:: Material supplied

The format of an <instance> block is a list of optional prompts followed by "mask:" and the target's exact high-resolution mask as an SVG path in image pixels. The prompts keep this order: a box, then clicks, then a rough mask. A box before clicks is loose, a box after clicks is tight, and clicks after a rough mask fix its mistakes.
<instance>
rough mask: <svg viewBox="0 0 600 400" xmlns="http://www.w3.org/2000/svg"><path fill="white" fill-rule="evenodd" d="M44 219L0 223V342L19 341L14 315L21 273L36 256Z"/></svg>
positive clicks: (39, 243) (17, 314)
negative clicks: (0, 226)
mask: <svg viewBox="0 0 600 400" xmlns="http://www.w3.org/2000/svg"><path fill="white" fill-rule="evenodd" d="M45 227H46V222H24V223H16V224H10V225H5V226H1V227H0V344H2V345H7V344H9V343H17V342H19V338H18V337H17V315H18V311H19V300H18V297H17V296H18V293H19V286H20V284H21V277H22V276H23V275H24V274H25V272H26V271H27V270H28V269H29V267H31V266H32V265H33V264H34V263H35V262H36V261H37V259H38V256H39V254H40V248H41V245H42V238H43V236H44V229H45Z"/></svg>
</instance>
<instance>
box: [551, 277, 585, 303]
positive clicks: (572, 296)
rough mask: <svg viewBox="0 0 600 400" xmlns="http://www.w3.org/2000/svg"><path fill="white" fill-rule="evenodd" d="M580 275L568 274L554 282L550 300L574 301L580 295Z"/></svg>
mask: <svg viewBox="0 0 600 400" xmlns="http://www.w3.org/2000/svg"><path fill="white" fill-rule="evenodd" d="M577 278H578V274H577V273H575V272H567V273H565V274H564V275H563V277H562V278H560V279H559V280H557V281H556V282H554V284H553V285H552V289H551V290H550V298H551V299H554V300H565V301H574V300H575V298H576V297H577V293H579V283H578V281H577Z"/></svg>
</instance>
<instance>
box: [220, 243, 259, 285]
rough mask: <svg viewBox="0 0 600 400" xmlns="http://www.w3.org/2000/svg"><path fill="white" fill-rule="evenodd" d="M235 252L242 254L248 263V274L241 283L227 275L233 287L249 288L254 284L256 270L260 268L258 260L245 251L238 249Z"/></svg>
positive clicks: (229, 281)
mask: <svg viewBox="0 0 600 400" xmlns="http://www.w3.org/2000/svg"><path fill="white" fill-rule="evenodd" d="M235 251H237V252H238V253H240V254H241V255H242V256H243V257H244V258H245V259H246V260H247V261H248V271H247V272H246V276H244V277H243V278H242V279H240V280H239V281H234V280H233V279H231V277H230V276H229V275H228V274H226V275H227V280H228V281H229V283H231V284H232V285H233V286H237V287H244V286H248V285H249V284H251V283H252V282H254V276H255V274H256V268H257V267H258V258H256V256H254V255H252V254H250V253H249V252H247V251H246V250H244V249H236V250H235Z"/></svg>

::::

Find each line in the data above that contains the word "positive" and copy those lines.

positive clicks: (39, 243) (17, 314)
positive clicks: (572, 296)
positive clicks: (229, 281)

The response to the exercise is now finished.